- _DIRECTIVE_
Rescale the lines, starting at the one that contains "Target = blue railing" and ending at the last line of the records, and reproduce only that span with the requests unchanged. Multiply every x,y coordinate in the answers by 2.35 and round each result to a whole number, rounding halves up.

- _SUPPLIED MATERIAL_
※ ※ ※

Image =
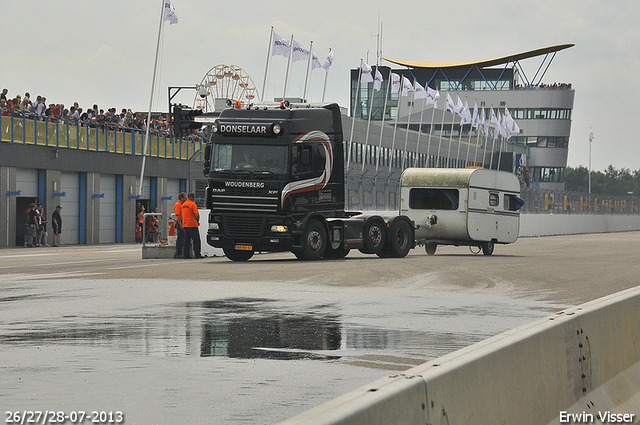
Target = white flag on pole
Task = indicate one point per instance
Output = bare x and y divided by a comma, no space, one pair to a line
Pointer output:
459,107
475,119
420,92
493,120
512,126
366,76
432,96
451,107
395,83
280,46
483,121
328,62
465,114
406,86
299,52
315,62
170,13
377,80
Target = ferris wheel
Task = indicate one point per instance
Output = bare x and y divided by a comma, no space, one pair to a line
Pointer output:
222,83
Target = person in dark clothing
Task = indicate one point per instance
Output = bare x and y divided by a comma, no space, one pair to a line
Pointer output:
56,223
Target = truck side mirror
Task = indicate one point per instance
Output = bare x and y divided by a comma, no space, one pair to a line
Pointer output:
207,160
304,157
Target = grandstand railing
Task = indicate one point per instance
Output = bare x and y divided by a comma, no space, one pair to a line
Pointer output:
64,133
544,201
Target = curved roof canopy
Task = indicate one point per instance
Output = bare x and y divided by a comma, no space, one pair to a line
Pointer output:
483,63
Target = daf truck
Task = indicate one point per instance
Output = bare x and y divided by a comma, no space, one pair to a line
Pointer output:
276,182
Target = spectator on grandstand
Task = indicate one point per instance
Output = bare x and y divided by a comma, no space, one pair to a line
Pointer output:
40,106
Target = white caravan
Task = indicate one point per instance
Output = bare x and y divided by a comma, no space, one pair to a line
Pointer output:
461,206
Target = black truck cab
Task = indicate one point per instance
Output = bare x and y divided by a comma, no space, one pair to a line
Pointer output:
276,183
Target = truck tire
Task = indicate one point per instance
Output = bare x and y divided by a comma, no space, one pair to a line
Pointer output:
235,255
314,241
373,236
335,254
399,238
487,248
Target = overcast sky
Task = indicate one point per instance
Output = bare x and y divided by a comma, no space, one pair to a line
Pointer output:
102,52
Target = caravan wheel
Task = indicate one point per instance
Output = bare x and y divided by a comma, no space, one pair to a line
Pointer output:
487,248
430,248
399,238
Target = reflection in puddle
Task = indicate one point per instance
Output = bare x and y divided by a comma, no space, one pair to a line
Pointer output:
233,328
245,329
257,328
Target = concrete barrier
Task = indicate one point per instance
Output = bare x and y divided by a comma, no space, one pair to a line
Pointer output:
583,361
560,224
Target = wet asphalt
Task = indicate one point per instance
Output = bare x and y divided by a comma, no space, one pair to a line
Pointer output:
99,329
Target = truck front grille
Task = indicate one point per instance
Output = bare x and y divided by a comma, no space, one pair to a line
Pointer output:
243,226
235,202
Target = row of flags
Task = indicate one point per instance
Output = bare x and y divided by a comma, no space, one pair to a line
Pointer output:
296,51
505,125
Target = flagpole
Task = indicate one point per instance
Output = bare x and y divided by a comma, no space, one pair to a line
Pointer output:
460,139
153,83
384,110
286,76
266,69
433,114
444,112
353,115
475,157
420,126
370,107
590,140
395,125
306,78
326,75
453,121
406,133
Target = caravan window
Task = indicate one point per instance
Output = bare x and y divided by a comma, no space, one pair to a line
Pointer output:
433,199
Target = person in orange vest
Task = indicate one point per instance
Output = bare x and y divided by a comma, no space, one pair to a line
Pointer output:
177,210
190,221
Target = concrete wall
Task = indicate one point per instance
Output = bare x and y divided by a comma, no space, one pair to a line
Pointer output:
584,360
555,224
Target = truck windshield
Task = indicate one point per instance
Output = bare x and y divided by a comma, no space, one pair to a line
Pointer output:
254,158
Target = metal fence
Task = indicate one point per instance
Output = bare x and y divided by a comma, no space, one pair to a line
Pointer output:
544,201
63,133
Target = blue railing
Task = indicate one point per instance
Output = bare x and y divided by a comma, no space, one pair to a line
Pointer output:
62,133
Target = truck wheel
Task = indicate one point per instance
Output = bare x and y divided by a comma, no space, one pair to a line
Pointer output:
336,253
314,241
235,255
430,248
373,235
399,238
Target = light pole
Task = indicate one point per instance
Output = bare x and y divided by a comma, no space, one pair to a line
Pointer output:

※ ※ ※

- _TASK SOLUTION_
Target = blue railing
Task = indicate one point per instance
Output = bare x and y divided by a comma, no space, one pair to a line
Pointer output:
146,313
Target = truck wheel
Task = indicate one point per instance
Output = bare x and y divided by a comma, no space, one pair to a line
Pointer output:
790,595
738,566
552,599
1011,583
877,552
938,559
Target = light pole
Task = indicate one point per instance
Output = bare x and y divided by a comma, no space, one pair to a line
Pointer output:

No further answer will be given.